* _Textauszug_
□ □ □ □
In der Bibel bauen die Babylonier einen Turm, der bis zum Himmel reicht, und werden deswegen von Gott gestraft. Der „Himmel“ ist in diesem Kontext wohl durchaus theologisch zu deuten, und das Babelturmprojekt wäre demnach als eine Art Stairway To Heaven gedacht gewesen, durch den sich die Babylonier mit Gott auf Augenhöhe bringen wollten (Warum sie Jehova herausfordern sollten, obwohl sie doch eigentlich den Stadtgott Marduk anbeteten, wissen wohl nur die Bibel-Autoren, aber egal).

Jetzt mag es dem aufgeklärten, säkularen und tendenziell atheistischen Weltbürger von heute klar sein, dass das so vermutlich nicht funktioniert hätte, zumal der historisch nachgewiesene Turm keine hundert Meter hoch war, was nach den Maßstäben des damals Erreichbaren zwar sehr ordentlich, aber keinesfalls Weltwunder-Niveau, geschweige denn Götter-Niveau gewesen ist. Immerhin aber stand oben drauf ein amtlicher Tempel, und so steht zu vermuten, dass das ganze Vorhaben aus der Perspektive des durchschnittlichen, götterfürchtigen Mesopotamiers um das Jahr 700 vor unserer Zeitrechnung sinnvoll und wichtig gewirkt haben muss.

Springen wir nun knapp 2700 Jahre nach vorne und 7000 Kilometer gen Osten, zu einem anderen, ungleich weltlicheren Bauwerk in Nordkorea, bei dem der vermeindliche Plan der Babylonier, das Göttliche durch Menschenhand nachzubilden, tatsächlich umgesetzt wurde, wenn auch nur im Sinne von gottgleichen, allerdings hundertprozentig handgemachten Katastrophen:

Das Ryugyong-Hotel in Pjöngjang ist eine dreiseitige, 330 Meter hohe Pyramide, die auf 105 Stockwerken 3000 Zimmer und sieben Drehrestaurants bietet. Schick, oder?

Sieht wohlwollend auf Nordkorea herab: Babel-Gott Marduk.
□ □ □ □
* _Aufgaben_
1. Beantworte anhand des Textauszugs über den Turm zu Babel und das Ryugyong-Hotel:
(a) Welchen Stadtgott beteten die Babylonier eigentlich an?
(b) Was stand oben auf dem historisch nachgewiesenen Turm?
(c) Wie viele Stockwerke hat das Ryugyong-Hotel?
2. Übersetze diesen Satz aus dem Textauszug ins Englische: „Das Ryugyong-Hotel in Pjöngjang ist eine dreiseitige, 330 Meter hohe Pyramide, die auf 105 Stockwerken 3000 Zimmer und sieben Drehrestaurants bietet.“

(Auszüge aus Daten zur Ortsbeschriftung)
□ □ □ □
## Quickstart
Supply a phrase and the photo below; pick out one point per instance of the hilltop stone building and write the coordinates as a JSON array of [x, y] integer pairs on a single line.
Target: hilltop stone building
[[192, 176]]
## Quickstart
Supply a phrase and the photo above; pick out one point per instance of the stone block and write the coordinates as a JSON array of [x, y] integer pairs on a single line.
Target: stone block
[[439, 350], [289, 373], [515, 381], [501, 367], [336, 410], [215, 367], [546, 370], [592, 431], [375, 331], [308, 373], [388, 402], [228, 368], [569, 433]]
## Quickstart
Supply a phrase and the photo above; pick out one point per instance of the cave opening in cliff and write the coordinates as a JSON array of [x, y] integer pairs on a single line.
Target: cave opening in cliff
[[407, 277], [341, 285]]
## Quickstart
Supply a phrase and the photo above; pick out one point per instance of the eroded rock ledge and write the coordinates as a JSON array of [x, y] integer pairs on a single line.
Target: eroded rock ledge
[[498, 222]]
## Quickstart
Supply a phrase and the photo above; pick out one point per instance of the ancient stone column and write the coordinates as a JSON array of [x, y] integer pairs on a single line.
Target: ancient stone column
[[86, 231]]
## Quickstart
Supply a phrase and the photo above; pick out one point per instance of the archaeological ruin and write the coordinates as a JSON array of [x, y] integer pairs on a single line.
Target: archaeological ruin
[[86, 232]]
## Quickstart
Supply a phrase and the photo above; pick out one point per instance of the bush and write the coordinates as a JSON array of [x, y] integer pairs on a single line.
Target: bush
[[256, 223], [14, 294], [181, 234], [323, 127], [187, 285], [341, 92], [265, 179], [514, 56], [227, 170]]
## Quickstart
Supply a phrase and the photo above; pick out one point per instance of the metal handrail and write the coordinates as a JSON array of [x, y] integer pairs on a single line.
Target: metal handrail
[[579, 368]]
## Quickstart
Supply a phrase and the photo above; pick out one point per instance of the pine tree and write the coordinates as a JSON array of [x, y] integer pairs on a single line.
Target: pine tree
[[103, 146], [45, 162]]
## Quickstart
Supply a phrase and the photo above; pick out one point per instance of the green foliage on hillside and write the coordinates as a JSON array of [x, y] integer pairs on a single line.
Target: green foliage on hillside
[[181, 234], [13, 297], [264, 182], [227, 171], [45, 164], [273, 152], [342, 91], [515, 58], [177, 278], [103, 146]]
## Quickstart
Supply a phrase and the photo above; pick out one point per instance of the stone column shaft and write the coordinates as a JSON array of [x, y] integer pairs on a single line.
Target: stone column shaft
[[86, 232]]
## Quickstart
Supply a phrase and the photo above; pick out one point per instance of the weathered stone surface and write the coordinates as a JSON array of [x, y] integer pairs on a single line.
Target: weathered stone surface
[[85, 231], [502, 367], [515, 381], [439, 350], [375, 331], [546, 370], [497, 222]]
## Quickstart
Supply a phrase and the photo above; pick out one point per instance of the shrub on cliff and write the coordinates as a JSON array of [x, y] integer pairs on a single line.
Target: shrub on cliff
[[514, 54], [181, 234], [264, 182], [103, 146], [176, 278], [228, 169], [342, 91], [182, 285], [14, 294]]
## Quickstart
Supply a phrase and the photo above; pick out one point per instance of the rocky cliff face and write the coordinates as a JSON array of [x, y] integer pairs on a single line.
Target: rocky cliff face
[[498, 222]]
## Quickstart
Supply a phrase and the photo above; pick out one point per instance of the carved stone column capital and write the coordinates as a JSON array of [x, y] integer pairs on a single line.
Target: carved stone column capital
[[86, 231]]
□ □ □ □
* _Lösungen je Aufgabe_
1.
(a) Marduk
(b) Ein Tempel
(c) 105

2. The Ryugyong Hotel in Pyongyang is a three-sided, 330-meter-tall pyramid that offers 3,000 rooms and seven revolving restaurants on 105 floors.